Source extract:
..............................

[arin-ppml] ARIN-PPML 2015-2

John Curran jcurran at arin.net
Tue Jun 2 15:10:47 EDT 2015

On Jun 2, 2015, at 1:12 PM, David Conrad <drc at virtualized.org> wrote:
> John,
>>> Do network operators, anti-abuse community members, law enforcement, consumer protection agencies, etc., make "use" of "the registry"?
>> All of the above parties
> Do you think any of these communities believe it is in their or the Internet's best interests to give anyone who transfers addresses outside of ARIN policy a pass on having the registration information associated with those addresses be accurate?

Interesting question.  For the moment, I’ll presume that by “accurate” you mean whether the
party operationally using the address block matches the address holder.

If the answer is “no” (they object to an different operational party), then how do they cope with
the existing customer delegation, Letter of Agency (LOA) and leasing situations today?   Are
these communities unable to deal with such, or expect that ISPs not accept such?  How do
they intend to prevent such a practice?

These communities understand that the address holder is the start of the process; it is not at
all uncommon that some other party (e.g. an affiliate, a customer, etc.) is actually operationally
using the address block.  If there is a different expectation, then they had best engage with the
ISP regarding a very wide range of practices (of which address transfers are only one mismatch)

> you seem to think that there's some "thing" transferred
>> other than rights to the registry entry itself;
> Bored with the word games.  Once again:
>>>> Historically, the point of the registry database was to facilitate management
>>>> of the network, e.g., a place you could look up registration information
>>>> when you wanted to contact the entity associated with the source address.
> By refusing to accept changed registration information, even in cases where the change is mutually agreeable among the two parties, ARIN policies are directly damaging the registry database.

David - It’s not a word game; it very much has to do with being precise about what actual
rights are involved.  This is extremely important, particularly if address holders want to have
meaningful legal recourse.  It is fairly straightforward to explain how an Internet identifier
registry is operated as a cooperative activity on behalf of the community, under policies set
by that community, and that parties issued address blocks are associated with specific
entries and have specific rights to those entries as provided by registry policy.  No hand
waving and no magic sauce involved.

You have yet to identify what exactly what a buyer is obtaining _other that these rights
to the entry in the registry as provided by registry policy_, and your inability to do so is
central to the issue.

..............................

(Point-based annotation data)
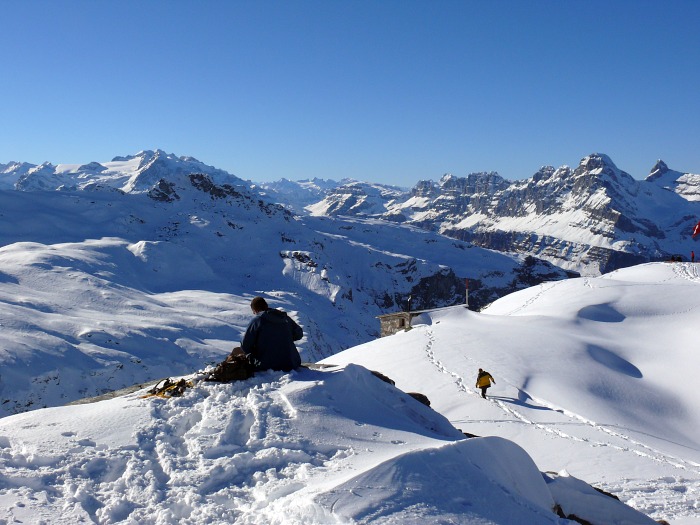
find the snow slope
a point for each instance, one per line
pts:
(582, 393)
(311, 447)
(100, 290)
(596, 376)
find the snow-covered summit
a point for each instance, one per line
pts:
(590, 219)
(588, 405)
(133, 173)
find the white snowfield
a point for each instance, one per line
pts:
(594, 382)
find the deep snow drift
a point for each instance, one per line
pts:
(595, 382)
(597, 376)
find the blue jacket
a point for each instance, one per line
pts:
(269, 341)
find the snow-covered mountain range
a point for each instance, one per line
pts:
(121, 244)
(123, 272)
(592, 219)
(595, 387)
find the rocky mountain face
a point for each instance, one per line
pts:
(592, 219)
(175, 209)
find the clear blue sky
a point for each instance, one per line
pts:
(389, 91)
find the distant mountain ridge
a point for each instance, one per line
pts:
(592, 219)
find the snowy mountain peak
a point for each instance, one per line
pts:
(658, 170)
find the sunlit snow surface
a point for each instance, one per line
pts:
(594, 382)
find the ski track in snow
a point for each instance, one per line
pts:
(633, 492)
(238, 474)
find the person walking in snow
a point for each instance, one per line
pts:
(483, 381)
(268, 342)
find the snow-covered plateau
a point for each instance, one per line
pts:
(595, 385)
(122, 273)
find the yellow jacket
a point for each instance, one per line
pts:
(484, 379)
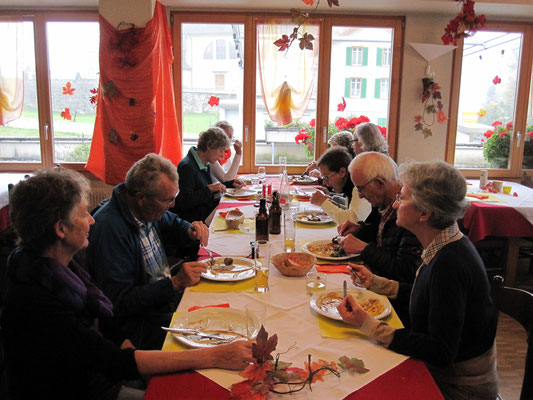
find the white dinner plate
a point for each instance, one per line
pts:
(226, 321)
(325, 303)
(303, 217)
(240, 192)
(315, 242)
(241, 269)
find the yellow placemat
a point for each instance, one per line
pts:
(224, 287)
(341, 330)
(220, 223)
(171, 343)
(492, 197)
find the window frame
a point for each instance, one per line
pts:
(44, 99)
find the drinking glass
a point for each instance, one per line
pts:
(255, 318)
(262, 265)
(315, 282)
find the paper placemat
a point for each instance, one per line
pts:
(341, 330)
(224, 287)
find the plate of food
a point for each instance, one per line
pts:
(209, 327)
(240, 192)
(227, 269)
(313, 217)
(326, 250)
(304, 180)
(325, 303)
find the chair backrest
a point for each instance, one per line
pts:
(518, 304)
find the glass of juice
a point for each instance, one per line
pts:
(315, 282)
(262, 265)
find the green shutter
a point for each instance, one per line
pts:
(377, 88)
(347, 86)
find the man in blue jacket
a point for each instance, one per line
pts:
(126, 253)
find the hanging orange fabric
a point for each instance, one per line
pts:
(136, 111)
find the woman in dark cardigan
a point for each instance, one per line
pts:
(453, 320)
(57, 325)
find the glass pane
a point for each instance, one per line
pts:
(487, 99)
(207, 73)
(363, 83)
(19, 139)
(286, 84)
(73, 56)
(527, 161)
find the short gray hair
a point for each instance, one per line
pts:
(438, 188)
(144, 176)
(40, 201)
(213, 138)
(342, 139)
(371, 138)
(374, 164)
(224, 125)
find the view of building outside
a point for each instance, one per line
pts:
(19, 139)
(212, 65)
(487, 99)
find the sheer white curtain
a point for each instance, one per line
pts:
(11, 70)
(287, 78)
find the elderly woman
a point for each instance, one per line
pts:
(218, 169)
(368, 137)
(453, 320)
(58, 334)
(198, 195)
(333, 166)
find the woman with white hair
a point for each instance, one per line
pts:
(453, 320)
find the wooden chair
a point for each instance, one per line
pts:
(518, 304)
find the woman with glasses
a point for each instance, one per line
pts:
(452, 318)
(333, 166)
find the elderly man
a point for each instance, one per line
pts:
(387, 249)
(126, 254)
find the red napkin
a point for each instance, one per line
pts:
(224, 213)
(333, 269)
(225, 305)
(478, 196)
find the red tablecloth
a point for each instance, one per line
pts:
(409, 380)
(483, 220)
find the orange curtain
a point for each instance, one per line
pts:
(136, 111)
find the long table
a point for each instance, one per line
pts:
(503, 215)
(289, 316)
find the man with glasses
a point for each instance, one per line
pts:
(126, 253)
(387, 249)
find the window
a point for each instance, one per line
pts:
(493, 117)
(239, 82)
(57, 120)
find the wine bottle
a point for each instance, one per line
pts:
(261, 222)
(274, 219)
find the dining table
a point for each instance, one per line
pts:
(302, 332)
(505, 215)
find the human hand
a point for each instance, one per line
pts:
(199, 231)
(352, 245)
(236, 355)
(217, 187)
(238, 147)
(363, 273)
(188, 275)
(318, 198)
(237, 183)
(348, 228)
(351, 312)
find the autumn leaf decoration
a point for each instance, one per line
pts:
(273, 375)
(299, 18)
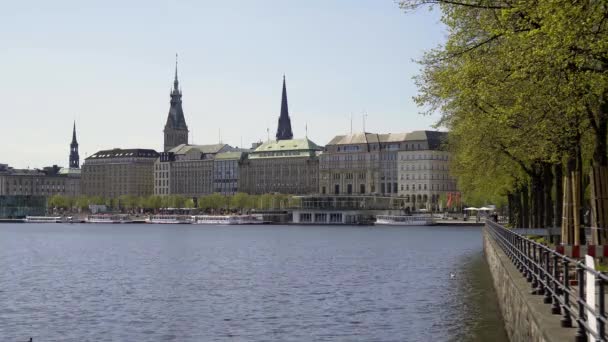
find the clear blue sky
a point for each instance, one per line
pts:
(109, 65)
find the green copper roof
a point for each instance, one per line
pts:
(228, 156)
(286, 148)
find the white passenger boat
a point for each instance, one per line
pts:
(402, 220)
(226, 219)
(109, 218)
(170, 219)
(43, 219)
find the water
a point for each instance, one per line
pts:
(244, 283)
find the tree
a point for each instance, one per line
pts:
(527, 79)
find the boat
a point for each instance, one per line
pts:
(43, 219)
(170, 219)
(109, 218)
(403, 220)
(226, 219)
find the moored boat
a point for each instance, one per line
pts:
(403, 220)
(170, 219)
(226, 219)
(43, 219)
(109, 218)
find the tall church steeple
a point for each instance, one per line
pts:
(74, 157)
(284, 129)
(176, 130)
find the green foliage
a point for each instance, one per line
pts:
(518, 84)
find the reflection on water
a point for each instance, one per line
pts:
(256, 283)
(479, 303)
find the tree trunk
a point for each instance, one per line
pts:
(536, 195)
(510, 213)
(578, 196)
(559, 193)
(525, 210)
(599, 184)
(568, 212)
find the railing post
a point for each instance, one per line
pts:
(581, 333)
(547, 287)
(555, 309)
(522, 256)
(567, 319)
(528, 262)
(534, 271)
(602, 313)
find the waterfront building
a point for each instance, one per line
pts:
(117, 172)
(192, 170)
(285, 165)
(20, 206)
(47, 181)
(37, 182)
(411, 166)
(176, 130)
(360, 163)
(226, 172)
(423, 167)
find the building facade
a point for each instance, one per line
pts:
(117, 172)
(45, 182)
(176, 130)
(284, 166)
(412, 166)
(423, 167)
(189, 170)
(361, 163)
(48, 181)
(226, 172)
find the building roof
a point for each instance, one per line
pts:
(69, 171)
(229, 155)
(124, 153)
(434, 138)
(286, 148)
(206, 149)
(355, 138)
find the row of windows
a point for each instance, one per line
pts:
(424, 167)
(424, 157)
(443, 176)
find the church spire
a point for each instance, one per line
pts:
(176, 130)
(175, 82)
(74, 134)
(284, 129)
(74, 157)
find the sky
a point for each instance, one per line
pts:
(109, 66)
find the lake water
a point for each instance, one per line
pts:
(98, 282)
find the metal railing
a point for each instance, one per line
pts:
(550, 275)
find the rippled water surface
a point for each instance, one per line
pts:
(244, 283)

..............................

Task set:
a) According to the mailing list message, whom do the listed communities understand to be the start of the process?
b) Write the next part of the mailing list message, picking up right after its final sentence.

Answers in order:
a) The address holder.

b)
We have hundreds of address transfers taking place which indicate that the rights to the
address block entry are transferred to the recipient; what other rights do you feel folks are
purchasing aside from those associated with address block entry and where do those
rights originate?  You assert that cases where the registry policy isn’t followed  (and the
registry not updated to reflect the buyer) result in “registry inaccuracy”, in that the buyer
received something but they are not listed on IP address block entry in the registry.
One must ask then what exactly did the buyer actually receive in this case, and why
isn’t this a case of outright fraud on behalf of the seller, given that the registry policies
are public and preclude transfer of the rights to the IP address block in the registry?

Note that ARIN is presently issuing IPv4 address space, and we provide very clear
language noting what these recipients are receiving for rights to the address block;
your formulation implies that there’s something else (in addition to these rights to the
registry entry) when an IP address block is being issued - what exactly is it?  It is
clearly very important for that to be known to all of the RIRs so that we can inform new
recipients of what exactly that right is and provide them appropriate documentation of it.
We are also issuing IPv6 address blocks to parties every month, how should we explain
your "je ne sais quoi”  rights that you believe they get along with the much more legally
clear rights to the IP address block entry in the registry?

> I do not believe this is good stewardship and believe it is a violation of the trust the community (not just ARIN participants) has placed in ARIN.  This isn't about whether transfers should or shouldn't be allowed, this is about REGISTRY ACCURACY.  Playing legalistic word games by redefining what the registry is might make your lawyers and wannabe lawyers happy, but it does not help the Internet community.

I’m not sure that capitals particularly add anything…  The registry is accurate if
operated in accordance with the registry policy.

Note that for some Internet identifier registries, it is quite possible that there are no
transfers possible…  how does the IANA handle the listed contact wishing to sell a
MIME media-type entry?   Once I obtain one, can I transfer it to anyone who needs
the unique value?  If the IANA fails to process it, noting absence of policy allowing
such, does the registry become “inaccurate" because I just let another company
use it and note that the IANA isn’t keeping up?  How the IANA would handle such
a case might provide a rather informative example regarding "registry accuracy"...

>>> That ARIN abide by RFC 7020, section 2.3 and section 7.
>> Done.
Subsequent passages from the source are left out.